## [Directions]
Transcribe, word for word and with nothing extra, the line containing "Can you find the red fabric" and each line that comes after it in the entries.

## [Dataset extract]

#####

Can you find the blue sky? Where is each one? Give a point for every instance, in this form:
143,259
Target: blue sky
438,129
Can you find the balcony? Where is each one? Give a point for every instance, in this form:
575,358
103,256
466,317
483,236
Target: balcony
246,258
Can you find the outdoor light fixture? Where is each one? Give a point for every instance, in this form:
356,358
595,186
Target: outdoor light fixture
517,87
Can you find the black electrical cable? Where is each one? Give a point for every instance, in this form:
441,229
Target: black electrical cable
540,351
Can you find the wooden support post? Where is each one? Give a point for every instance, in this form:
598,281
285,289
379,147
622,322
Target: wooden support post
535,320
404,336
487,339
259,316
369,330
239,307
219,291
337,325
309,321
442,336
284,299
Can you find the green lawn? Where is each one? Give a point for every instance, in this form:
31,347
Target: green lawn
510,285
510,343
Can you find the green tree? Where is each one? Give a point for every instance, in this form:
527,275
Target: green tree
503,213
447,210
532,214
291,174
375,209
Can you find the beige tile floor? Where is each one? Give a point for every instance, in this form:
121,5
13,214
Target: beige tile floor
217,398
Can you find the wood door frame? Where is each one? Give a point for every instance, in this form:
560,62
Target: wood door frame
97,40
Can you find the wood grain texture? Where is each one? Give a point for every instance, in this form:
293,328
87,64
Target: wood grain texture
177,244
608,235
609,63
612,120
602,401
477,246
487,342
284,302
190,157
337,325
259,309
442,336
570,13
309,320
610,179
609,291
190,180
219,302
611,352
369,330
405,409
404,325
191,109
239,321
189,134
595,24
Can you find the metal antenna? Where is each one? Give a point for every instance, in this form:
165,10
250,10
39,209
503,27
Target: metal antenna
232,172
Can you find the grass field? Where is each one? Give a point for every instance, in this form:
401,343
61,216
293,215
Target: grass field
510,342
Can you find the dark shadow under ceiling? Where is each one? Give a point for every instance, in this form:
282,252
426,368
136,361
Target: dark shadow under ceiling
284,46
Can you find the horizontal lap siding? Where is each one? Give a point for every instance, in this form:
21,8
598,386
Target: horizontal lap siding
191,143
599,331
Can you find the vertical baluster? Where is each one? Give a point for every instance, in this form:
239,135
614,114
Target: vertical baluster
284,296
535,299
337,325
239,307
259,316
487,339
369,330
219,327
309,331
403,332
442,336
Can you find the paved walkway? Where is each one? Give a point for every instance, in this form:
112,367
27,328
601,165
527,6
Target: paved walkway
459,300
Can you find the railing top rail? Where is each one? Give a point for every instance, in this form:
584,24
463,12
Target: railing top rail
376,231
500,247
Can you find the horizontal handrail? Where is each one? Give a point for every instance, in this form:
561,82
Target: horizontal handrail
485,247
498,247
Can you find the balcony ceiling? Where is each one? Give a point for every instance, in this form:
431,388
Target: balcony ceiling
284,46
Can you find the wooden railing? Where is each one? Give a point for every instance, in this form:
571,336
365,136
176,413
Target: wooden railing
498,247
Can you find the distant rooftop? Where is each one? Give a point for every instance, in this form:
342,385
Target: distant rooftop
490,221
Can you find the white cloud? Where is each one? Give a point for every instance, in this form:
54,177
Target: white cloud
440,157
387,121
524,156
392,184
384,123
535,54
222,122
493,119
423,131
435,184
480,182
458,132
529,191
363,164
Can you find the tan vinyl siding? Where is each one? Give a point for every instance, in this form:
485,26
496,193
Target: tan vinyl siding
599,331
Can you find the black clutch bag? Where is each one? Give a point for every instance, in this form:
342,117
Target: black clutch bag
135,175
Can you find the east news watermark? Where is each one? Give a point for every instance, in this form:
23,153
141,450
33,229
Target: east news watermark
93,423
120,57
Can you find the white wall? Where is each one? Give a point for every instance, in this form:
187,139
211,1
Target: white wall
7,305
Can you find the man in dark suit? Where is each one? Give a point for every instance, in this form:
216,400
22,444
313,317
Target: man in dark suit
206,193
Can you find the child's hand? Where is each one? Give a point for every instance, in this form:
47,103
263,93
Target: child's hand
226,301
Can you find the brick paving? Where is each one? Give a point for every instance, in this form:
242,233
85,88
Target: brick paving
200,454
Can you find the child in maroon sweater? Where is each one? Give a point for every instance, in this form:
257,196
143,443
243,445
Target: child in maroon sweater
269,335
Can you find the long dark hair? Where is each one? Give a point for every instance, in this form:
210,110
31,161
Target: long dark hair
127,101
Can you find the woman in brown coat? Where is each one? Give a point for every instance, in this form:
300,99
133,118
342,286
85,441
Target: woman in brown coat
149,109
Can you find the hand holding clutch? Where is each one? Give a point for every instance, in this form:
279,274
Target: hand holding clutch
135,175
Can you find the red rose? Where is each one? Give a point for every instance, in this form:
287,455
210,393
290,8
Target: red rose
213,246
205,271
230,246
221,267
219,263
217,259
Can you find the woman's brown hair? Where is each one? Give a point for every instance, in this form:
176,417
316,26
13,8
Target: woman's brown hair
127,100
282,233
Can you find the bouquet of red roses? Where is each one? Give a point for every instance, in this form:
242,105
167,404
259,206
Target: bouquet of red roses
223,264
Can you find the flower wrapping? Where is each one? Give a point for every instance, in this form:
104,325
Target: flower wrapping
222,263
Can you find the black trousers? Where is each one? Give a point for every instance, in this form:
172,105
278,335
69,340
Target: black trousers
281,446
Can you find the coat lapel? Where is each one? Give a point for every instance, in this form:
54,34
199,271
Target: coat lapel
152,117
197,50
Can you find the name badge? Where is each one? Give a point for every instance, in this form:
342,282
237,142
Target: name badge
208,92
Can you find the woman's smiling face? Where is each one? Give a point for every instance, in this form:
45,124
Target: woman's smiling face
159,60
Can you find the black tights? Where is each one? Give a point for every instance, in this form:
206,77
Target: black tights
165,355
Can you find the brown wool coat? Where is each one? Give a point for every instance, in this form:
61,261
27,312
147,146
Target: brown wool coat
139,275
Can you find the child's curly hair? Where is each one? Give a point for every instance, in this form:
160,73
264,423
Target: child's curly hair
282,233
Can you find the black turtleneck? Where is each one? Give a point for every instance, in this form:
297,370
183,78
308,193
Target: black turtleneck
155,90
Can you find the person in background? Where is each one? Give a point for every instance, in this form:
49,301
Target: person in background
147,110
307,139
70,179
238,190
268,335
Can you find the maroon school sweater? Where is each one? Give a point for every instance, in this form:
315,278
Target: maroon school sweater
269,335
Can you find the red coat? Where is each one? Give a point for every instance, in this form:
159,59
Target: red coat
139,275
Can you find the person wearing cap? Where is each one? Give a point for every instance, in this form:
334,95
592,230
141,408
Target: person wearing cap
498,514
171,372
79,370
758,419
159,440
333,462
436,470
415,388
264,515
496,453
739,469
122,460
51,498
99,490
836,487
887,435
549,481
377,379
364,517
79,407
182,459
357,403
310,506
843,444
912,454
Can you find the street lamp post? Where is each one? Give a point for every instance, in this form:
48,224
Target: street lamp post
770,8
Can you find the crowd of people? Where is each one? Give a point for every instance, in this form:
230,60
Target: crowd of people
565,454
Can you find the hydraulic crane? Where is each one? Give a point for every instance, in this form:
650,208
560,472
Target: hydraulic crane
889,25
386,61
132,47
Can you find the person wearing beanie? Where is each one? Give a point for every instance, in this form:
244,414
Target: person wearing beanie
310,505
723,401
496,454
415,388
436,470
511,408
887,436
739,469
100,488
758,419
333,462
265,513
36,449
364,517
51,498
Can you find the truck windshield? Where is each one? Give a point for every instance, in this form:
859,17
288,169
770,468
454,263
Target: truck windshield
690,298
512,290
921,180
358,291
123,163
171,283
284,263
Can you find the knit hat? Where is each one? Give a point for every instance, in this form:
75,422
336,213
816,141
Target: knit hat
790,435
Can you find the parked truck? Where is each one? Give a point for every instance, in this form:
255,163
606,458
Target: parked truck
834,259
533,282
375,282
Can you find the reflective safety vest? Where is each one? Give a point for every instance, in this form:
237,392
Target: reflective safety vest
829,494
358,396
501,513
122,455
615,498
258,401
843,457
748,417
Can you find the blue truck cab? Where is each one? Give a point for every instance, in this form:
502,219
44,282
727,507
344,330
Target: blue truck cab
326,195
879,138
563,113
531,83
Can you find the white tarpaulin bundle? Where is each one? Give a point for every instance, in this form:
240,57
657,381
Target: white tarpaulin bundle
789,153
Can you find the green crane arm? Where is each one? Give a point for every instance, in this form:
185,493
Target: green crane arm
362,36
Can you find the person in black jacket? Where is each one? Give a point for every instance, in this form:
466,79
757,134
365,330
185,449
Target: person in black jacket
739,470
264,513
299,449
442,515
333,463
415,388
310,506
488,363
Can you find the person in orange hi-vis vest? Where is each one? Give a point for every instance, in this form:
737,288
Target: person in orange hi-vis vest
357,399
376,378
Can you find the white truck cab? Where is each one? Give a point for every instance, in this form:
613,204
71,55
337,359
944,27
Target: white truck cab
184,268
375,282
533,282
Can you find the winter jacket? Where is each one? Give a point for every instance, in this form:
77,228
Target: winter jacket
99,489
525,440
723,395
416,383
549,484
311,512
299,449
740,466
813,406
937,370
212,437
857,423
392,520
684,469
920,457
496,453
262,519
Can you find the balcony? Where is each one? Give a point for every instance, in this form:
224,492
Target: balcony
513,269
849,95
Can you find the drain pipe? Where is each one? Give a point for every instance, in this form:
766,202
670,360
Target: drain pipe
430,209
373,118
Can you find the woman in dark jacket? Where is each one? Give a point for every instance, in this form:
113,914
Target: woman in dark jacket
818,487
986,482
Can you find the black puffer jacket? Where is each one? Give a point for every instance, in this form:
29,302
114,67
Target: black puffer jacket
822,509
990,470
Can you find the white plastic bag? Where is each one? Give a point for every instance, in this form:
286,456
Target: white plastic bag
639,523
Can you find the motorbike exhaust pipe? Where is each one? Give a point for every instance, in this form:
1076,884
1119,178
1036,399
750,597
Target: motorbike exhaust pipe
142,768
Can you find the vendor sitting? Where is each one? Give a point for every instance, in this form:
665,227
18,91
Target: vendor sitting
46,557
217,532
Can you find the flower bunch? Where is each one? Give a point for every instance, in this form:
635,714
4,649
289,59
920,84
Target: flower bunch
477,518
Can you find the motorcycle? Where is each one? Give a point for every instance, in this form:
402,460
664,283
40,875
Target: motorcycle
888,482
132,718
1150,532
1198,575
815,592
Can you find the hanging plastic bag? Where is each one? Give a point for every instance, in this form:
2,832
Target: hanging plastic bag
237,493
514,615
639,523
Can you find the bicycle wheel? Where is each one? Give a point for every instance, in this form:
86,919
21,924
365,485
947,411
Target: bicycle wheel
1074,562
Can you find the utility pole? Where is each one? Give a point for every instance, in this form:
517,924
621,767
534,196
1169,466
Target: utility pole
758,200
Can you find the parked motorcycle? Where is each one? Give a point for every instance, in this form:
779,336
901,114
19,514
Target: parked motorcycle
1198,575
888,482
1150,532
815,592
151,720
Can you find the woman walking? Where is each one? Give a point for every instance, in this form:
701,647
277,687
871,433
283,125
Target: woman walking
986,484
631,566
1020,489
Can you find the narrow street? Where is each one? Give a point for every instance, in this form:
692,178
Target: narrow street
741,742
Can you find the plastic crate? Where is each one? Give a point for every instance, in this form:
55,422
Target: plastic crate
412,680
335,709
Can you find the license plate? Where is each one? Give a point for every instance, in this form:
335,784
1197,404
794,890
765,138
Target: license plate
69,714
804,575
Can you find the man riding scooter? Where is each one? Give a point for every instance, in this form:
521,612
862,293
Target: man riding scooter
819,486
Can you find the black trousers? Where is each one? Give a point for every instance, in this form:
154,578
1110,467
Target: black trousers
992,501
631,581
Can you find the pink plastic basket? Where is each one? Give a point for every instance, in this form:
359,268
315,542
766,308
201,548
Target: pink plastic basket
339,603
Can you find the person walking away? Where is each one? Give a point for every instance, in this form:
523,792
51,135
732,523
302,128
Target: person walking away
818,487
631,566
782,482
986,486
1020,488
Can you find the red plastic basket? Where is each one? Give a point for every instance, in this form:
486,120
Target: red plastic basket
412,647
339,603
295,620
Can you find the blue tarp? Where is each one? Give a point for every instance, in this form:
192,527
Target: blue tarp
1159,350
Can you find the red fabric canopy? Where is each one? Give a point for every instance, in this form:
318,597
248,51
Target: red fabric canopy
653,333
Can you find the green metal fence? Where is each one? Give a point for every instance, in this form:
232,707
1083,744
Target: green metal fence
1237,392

#####

## [Task output]
Can you find the red fabric canopy? Where is each one? Give a point for every instance, in this form:
318,597
248,51
Target: red fabric canopy
653,333
Can you find the green metal fence? Where is each one? Give a point for every instance, in this form:
232,707
1083,744
Target: green metal fence
1237,392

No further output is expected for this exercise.